══ EXERCISE INPUT ══

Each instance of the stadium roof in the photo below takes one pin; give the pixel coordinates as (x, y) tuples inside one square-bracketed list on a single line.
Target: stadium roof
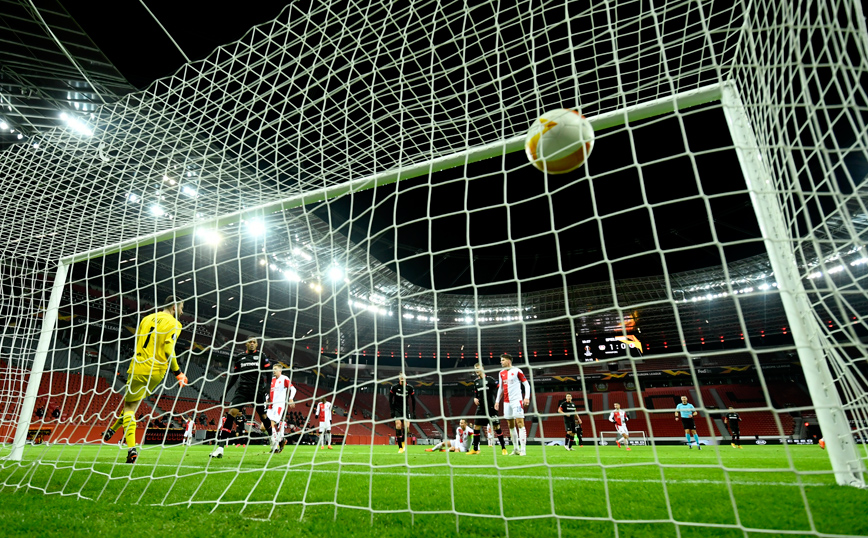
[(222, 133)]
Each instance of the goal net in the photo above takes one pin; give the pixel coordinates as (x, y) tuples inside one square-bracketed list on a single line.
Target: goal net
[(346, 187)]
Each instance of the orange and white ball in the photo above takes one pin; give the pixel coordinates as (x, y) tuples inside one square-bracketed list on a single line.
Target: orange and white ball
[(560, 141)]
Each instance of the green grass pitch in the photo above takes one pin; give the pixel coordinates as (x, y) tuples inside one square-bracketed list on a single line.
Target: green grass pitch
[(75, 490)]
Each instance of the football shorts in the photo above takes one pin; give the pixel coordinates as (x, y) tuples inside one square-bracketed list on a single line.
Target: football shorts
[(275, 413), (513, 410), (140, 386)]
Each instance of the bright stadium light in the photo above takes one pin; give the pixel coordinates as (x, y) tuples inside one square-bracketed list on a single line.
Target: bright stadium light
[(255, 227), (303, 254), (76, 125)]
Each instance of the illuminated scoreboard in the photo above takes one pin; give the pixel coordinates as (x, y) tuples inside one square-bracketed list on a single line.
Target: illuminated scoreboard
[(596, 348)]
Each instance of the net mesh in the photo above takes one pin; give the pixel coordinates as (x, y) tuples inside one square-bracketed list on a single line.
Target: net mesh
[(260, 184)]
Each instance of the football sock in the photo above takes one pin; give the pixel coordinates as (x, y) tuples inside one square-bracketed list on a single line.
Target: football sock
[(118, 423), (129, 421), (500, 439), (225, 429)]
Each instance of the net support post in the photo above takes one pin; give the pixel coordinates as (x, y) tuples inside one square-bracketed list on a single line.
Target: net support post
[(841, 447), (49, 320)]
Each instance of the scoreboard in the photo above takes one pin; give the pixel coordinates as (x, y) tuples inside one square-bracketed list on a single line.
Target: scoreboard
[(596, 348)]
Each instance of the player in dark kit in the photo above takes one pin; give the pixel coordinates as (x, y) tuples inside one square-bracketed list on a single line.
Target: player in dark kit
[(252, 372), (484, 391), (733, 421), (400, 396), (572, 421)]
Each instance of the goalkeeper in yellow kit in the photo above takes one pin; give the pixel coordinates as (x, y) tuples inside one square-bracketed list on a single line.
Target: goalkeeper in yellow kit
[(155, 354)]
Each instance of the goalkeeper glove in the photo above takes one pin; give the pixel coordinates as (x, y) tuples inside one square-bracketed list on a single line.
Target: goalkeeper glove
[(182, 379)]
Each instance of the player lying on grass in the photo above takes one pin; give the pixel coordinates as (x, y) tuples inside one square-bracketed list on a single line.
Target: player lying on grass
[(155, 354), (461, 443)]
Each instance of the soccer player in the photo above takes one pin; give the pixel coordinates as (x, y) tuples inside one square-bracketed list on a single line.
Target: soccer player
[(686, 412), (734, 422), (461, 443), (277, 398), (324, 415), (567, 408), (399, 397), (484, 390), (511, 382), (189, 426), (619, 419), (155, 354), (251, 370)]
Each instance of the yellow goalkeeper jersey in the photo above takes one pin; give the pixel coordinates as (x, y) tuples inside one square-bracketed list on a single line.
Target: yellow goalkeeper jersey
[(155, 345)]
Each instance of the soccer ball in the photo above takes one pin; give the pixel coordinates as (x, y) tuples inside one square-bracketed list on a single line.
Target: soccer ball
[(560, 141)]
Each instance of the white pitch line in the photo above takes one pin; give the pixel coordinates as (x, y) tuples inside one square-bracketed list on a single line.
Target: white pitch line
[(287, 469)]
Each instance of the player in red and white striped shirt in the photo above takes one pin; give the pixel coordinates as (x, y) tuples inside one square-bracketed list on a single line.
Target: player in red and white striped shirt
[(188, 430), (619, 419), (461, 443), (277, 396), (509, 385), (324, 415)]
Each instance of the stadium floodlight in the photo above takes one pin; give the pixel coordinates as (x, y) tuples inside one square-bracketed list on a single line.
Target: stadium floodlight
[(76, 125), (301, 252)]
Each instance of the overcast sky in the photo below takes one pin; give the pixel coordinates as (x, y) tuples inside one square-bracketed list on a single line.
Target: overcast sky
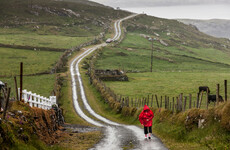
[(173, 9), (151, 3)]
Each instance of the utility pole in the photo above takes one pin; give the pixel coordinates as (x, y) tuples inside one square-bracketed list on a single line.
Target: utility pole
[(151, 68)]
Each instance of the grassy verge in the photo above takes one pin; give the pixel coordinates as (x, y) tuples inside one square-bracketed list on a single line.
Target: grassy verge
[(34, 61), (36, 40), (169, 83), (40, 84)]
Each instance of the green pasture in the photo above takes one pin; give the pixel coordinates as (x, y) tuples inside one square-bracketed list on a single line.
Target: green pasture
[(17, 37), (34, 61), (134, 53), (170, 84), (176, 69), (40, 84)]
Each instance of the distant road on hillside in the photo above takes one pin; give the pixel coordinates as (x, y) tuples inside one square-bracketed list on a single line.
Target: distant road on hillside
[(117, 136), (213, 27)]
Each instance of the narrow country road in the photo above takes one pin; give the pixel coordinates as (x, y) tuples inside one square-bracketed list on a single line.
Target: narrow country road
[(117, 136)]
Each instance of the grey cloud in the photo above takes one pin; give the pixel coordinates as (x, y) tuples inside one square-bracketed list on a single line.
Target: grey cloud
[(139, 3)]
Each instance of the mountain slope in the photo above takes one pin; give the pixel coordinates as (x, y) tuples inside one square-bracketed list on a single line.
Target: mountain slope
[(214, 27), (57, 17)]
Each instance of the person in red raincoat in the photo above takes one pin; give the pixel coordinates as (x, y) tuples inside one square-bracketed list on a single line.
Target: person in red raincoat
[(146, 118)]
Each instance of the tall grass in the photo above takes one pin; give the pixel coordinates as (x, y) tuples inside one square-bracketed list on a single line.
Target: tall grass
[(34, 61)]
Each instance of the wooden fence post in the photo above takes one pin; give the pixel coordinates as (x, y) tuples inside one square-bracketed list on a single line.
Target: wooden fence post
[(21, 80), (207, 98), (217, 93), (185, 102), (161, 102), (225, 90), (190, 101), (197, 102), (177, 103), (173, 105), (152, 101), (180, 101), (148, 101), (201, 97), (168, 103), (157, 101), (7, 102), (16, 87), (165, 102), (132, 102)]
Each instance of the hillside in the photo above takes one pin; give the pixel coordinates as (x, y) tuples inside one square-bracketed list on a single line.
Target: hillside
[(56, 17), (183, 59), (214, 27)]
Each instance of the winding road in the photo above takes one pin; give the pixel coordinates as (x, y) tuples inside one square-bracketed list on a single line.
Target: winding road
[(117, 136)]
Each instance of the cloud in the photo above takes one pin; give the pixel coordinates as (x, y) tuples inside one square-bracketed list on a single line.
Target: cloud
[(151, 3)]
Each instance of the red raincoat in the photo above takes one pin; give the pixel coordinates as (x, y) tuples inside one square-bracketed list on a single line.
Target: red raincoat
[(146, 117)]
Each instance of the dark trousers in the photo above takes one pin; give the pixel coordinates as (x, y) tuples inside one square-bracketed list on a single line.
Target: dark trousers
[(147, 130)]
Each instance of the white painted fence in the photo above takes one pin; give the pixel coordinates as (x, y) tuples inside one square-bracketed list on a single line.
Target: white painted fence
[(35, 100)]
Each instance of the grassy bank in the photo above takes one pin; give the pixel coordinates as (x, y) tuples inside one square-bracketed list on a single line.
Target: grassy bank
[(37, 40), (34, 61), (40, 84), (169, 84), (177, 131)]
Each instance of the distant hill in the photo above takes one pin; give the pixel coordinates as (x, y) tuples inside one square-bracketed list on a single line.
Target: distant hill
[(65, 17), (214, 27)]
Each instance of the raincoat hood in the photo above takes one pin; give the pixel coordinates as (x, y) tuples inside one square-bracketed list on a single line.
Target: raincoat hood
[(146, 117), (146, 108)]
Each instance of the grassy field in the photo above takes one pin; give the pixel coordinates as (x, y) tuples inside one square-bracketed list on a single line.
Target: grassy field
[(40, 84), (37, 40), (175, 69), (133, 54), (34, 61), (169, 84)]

═══
══ EXERCISE INPUT ══

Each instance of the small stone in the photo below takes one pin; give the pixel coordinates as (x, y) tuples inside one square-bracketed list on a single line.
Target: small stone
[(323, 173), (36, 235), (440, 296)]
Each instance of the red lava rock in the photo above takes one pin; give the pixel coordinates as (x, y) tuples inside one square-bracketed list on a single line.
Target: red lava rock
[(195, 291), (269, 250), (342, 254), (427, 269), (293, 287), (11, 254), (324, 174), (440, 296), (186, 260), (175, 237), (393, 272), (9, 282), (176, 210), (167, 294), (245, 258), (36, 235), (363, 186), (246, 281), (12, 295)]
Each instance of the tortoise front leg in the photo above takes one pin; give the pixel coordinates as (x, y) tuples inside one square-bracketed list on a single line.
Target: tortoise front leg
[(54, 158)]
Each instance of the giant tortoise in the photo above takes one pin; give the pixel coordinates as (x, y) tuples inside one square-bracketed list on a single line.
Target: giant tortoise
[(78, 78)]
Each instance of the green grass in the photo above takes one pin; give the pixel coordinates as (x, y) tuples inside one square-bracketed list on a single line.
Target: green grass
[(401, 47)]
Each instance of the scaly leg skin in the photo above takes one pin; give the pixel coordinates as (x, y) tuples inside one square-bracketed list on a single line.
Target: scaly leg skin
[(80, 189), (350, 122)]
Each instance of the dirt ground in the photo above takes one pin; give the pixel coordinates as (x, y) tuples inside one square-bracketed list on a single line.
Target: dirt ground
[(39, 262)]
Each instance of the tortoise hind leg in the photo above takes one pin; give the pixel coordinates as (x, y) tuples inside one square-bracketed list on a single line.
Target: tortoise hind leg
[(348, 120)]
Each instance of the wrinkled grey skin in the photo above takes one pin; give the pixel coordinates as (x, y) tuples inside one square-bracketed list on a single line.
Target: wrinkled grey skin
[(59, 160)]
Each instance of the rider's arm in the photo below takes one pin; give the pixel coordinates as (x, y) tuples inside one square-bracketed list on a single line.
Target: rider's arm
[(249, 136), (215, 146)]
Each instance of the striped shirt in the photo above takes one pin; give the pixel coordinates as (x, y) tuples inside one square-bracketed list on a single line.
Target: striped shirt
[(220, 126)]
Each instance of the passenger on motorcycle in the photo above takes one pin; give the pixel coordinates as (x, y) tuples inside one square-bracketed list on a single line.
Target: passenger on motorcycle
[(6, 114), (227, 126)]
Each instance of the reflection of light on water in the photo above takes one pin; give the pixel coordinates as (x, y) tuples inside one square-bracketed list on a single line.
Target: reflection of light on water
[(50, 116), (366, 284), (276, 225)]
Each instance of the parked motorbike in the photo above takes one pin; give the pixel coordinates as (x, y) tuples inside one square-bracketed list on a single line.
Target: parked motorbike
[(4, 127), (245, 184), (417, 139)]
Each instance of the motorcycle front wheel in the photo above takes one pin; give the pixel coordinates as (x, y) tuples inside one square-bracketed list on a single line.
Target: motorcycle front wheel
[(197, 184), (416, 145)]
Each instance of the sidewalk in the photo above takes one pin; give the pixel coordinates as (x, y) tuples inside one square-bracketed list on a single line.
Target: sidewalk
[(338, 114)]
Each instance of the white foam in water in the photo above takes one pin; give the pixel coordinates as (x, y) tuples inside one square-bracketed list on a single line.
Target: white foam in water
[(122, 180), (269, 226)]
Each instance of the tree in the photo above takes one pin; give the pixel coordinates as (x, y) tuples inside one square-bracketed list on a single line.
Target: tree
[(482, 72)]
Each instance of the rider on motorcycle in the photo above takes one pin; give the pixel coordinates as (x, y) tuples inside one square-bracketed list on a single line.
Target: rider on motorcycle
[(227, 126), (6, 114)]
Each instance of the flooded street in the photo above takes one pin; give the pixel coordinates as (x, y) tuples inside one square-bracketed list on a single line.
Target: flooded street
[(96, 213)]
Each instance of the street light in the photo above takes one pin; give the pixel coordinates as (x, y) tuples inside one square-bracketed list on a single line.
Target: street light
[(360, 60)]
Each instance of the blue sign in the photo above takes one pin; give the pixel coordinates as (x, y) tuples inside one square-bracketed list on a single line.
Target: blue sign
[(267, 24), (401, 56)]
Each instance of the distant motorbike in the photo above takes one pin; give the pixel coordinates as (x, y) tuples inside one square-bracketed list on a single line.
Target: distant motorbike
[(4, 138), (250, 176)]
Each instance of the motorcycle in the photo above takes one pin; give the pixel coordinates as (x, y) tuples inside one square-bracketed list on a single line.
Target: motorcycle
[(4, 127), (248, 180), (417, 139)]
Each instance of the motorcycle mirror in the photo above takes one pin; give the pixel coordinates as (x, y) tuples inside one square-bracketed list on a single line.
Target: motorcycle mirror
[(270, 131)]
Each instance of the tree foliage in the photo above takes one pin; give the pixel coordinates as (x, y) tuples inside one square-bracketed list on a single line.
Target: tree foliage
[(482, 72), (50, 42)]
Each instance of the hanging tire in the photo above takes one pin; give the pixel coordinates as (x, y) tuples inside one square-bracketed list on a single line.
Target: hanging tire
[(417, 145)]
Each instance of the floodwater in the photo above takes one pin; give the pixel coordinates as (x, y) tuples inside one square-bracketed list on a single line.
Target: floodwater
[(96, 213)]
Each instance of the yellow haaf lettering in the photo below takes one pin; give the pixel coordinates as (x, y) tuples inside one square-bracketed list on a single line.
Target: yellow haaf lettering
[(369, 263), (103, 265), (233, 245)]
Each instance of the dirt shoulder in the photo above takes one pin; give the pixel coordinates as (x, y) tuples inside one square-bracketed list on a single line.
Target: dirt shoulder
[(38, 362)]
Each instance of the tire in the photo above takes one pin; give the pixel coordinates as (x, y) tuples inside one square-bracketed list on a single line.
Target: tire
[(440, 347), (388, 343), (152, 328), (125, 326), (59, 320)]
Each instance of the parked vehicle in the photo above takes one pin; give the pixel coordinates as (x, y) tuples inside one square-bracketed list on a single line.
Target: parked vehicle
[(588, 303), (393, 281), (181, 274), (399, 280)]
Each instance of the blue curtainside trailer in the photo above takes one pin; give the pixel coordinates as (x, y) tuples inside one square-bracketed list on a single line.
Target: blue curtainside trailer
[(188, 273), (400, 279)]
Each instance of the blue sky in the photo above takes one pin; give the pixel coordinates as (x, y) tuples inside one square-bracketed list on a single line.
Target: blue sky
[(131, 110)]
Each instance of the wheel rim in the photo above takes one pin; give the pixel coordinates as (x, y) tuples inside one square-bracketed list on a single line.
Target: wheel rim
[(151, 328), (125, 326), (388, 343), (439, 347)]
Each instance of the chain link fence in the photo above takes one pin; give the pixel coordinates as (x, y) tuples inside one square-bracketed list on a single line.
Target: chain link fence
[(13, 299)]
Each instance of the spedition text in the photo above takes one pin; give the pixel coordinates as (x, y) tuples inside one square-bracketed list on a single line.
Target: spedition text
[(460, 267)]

═══

Turn everything from the line containing "Each instance of the small" down to the line containing "[(323, 173), (36, 235), (440, 296)]" into a two-column CSV with the headers item_text and answer, one row per item. Put each field in double quotes and replace any line breaks inside a field with spaces.

item_text,answer
"Each instance of the small stone in the photo below takes one pin; give the pixel coordinates as (x, y) tuples inside one square-bracketed list on a single line. Target: small stone","[(323, 173), (36, 235), (440, 296)]"